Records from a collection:
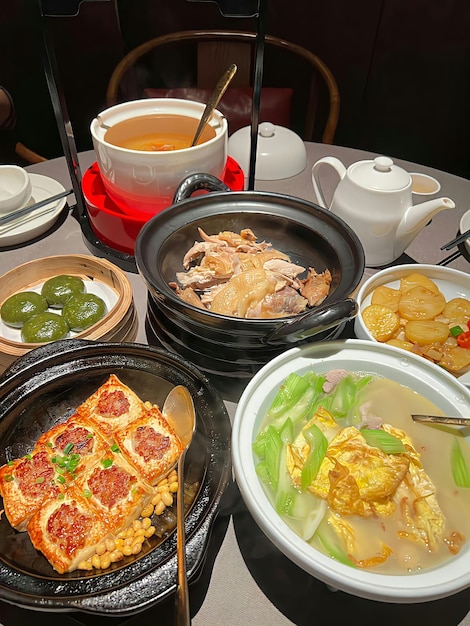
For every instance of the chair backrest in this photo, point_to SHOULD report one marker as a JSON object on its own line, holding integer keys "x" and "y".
{"x": 299, "y": 90}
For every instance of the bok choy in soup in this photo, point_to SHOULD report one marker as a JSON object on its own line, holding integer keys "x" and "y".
{"x": 349, "y": 471}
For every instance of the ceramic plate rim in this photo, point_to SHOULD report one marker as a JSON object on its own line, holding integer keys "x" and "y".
{"x": 420, "y": 587}
{"x": 452, "y": 282}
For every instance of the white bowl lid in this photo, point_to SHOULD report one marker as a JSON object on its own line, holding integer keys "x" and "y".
{"x": 280, "y": 153}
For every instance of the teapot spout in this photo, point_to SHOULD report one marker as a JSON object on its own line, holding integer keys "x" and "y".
{"x": 416, "y": 217}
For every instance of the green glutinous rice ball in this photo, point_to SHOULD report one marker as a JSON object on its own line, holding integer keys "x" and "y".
{"x": 83, "y": 310}
{"x": 20, "y": 307}
{"x": 44, "y": 327}
{"x": 58, "y": 289}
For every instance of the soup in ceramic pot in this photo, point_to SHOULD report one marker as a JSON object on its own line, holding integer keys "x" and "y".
{"x": 349, "y": 471}
{"x": 157, "y": 133}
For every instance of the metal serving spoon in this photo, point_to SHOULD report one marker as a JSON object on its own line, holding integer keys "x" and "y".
{"x": 214, "y": 100}
{"x": 178, "y": 410}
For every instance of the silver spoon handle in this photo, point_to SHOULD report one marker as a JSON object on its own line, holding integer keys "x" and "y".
{"x": 442, "y": 419}
{"x": 214, "y": 100}
{"x": 182, "y": 613}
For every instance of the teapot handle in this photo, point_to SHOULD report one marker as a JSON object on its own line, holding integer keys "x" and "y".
{"x": 335, "y": 164}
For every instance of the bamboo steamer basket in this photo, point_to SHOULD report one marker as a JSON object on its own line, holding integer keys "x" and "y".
{"x": 120, "y": 324}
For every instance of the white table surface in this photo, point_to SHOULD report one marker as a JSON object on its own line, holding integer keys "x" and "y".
{"x": 245, "y": 580}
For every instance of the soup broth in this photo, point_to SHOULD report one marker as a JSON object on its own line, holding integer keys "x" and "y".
{"x": 393, "y": 404}
{"x": 157, "y": 133}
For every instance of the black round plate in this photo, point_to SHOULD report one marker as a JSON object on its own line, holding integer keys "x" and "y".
{"x": 43, "y": 388}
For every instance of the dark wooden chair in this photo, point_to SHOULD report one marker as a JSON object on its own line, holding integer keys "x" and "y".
{"x": 299, "y": 90}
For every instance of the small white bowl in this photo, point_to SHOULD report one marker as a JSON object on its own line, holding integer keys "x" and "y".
{"x": 465, "y": 225}
{"x": 15, "y": 188}
{"x": 451, "y": 282}
{"x": 412, "y": 371}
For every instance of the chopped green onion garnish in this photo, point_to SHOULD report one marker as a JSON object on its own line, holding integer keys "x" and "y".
{"x": 383, "y": 440}
{"x": 318, "y": 446}
{"x": 68, "y": 448}
{"x": 460, "y": 468}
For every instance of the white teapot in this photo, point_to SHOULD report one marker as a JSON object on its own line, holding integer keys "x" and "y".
{"x": 374, "y": 198}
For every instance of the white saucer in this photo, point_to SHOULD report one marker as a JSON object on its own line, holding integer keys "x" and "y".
{"x": 41, "y": 220}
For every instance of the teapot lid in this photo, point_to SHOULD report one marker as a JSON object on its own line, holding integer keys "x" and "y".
{"x": 380, "y": 174}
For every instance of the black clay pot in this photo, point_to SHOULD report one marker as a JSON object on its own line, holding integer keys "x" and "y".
{"x": 310, "y": 235}
{"x": 43, "y": 388}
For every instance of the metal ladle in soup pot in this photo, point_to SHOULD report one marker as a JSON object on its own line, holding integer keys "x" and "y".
{"x": 214, "y": 100}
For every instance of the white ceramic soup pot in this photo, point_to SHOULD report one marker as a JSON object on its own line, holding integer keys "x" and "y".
{"x": 146, "y": 179}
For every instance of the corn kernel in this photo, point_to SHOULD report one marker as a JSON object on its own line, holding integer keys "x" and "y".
{"x": 116, "y": 555}
{"x": 105, "y": 561}
{"x": 147, "y": 512}
{"x": 95, "y": 561}
{"x": 118, "y": 544}
{"x": 167, "y": 498}
{"x": 138, "y": 539}
{"x": 160, "y": 507}
{"x": 150, "y": 532}
{"x": 110, "y": 545}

### GIVEN PROBLEM
Extract every line of the data above and reproduce each one unchanged, leaving out the pictures.

### FINAL ANSWER
For every instance of the chair backrest in this photo, point_to SHOULD report one marker as a JSON object on its own line, holding integer keys "x" and "y".
{"x": 299, "y": 90}
For every instance of the bok choy in soup in this photo, point_to SHOULD report one marker as a JSON object on its own line, holding integer keys "x" and "y".
{"x": 349, "y": 471}
For every instance of the ceramic plate rim in this photo, point_to SHOULD report one marker as a JSON object on its own line, holding integer keys "x" and "y".
{"x": 420, "y": 587}
{"x": 452, "y": 282}
For every instance of the white bowl lid in this photo, point_to SHOULD report one marker as a JSON object on its own line, holding integer keys "x" and "y".
{"x": 280, "y": 153}
For every instance of the teapot spout in this photo, point_to SHOULD report one marker as a JSON object on its own line, holding integer keys "x" and "y".
{"x": 416, "y": 217}
For every instance of the green glutinous rice ball in this photo, point_to SHOULD report one marker as a JSON object on its own line, holding integer keys "x" and "y".
{"x": 83, "y": 310}
{"x": 20, "y": 307}
{"x": 44, "y": 327}
{"x": 58, "y": 289}
For every instance of the soup in ceramic pot in this photo, point_to SHOULD report one marker as a JSON object on its own line, holding integer keys "x" and "y".
{"x": 349, "y": 471}
{"x": 157, "y": 133}
For every instance of the metal serving spoon in this photo, point_to SHOULD report one marker as a JSON object on its own line, holding integer keys "x" and "y".
{"x": 214, "y": 100}
{"x": 178, "y": 410}
For every instance of the silver spoon handle in this photo, point_to SHOULD report one marker as a JSON object on its own line, holding integer keys "x" and "y".
{"x": 442, "y": 419}
{"x": 214, "y": 100}
{"x": 182, "y": 613}
For every instance of the teapot handle in this photo, point_to SHOULD report one marker as a JSON object on its own line, holding integer keys "x" and "y".
{"x": 335, "y": 164}
For every instance of the bamboo steamer basket in this photo, point_to SHOULD report one marker as a JSON object on its own line, holding integer keys "x" and "y".
{"x": 120, "y": 324}
For every instance of the white table surface in this photo, point_to SHOULD report one marker as a JSON object on its own line, holding integer keys "x" and "y".
{"x": 245, "y": 580}
For every instance of the soup broth in this photo, point_to SHOULD report one marker as a JSON object on its own line, holding integer keys "x" and "y".
{"x": 393, "y": 404}
{"x": 157, "y": 133}
For every instance of the black round plate in this photo, point_to SHOULD report one marker as a JSON object on its own line, holding integer keys "x" and "y".
{"x": 43, "y": 388}
For every instance of the dark wooden chair in this photo, point_to SHOULD report one marker as a JSON object on its own line, holding integer keys "x" and "y".
{"x": 299, "y": 90}
For every instance of the small white bowl in this photo, point_to SHOULD report one marker as a JSON object on its own line, holding integer keys "x" and "y".
{"x": 465, "y": 225}
{"x": 15, "y": 188}
{"x": 451, "y": 282}
{"x": 412, "y": 371}
For every instance of the chopped green onion garnish in this photo, point_to SHOULD report one marker as a JSON object on its own line, holding integer keys "x" and "y".
{"x": 383, "y": 440}
{"x": 318, "y": 446}
{"x": 68, "y": 448}
{"x": 460, "y": 468}
For every instance of the white teapot in this photo, point_to SHOULD report one marker as a JSON object on its own line, holding integer keys "x" and "y".
{"x": 374, "y": 198}
For every instance of the white saucer in this photo, point_to SHOULD report one marker as a JSON object on its own line, holding integer keys "x" and "y".
{"x": 41, "y": 220}
For every instance of the teapot lid in this photo, point_to SHOULD report one marker as a JSON object on its own line, holding integer keys "x" and "y".
{"x": 380, "y": 174}
For every instance of the black clay pot in this photo, point_to SHOULD report one marker as a JSON object on its own line, holding integer keys "x" and "y".
{"x": 310, "y": 235}
{"x": 43, "y": 388}
For every instance of the metal ladle in soup pot in this photo, point_to SHOULD report one marker as a JSON object on its own line, holding integer keys "x" and "y".
{"x": 214, "y": 100}
For every instance of the white ceramic soup pot in this photo, point_to SHOULD report one marker as a JSON object on its own line, holding integer keys "x" and "y".
{"x": 146, "y": 179}
For every instance of the corn kernel in this photo, point_to SHOULD report one marker as a JSON object on its own line, holding integer keys "x" and "y".
{"x": 116, "y": 555}
{"x": 105, "y": 561}
{"x": 147, "y": 512}
{"x": 95, "y": 561}
{"x": 118, "y": 544}
{"x": 167, "y": 498}
{"x": 138, "y": 539}
{"x": 160, "y": 507}
{"x": 150, "y": 532}
{"x": 110, "y": 545}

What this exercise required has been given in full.